Problem statement ->
Gather every line of the listing below that contains the string "query" and copy each one in full. Case counts.

********

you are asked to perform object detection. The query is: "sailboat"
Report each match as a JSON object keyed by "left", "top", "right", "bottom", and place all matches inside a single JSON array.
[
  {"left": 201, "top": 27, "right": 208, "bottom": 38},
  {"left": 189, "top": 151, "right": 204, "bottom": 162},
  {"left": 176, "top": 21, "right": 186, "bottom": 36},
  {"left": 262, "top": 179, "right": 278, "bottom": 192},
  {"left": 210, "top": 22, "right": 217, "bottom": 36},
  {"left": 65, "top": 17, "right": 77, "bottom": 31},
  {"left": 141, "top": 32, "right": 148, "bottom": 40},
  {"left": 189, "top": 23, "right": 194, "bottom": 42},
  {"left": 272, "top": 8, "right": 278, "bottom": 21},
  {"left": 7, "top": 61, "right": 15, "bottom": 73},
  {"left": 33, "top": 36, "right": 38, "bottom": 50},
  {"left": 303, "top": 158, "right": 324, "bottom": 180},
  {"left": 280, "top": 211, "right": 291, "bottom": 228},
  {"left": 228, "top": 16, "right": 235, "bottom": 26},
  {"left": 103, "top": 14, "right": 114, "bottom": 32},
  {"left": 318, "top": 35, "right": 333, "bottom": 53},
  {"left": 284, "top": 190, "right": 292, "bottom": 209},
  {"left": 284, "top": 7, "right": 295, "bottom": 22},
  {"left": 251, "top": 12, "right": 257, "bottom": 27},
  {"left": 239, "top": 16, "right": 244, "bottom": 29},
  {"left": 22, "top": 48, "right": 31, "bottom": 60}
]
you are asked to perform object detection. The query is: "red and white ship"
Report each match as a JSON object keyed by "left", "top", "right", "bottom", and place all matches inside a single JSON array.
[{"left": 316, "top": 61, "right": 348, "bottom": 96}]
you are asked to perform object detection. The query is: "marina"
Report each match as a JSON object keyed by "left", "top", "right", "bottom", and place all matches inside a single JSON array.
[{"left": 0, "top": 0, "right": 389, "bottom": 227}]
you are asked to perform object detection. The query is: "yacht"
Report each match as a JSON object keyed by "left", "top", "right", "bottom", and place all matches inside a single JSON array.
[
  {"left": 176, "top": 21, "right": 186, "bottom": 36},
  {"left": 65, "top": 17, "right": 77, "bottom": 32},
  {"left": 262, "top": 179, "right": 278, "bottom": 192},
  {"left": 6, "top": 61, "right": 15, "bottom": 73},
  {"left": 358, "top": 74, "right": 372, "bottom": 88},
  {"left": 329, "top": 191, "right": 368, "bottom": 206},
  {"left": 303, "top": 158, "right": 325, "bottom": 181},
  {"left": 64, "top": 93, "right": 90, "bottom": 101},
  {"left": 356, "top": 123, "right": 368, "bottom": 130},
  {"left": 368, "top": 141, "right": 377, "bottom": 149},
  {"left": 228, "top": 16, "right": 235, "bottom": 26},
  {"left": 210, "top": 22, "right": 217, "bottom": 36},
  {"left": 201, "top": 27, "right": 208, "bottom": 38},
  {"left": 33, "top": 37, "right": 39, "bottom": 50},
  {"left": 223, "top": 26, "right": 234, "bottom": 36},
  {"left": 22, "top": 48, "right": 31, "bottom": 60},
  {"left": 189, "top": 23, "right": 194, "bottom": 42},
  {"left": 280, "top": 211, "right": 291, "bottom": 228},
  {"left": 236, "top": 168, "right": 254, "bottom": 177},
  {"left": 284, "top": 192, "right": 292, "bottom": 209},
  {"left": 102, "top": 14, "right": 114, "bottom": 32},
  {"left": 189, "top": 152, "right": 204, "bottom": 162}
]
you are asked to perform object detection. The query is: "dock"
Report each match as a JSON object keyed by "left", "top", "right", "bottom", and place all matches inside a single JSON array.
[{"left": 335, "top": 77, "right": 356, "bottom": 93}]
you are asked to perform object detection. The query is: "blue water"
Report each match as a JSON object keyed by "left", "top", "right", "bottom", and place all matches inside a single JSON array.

********

Written response ->
you are asked to perform object detection. The query is: "sailboat"
you are asked to perform object detection. The query is: "red and white ship"
you are asked to perform object detection. The query is: "marina"
you are asked to perform object detection. The query is: "yacht"
you are asked to perform object detection. The query is: "dock"
you are asked to perform object detection. The query is: "blue water"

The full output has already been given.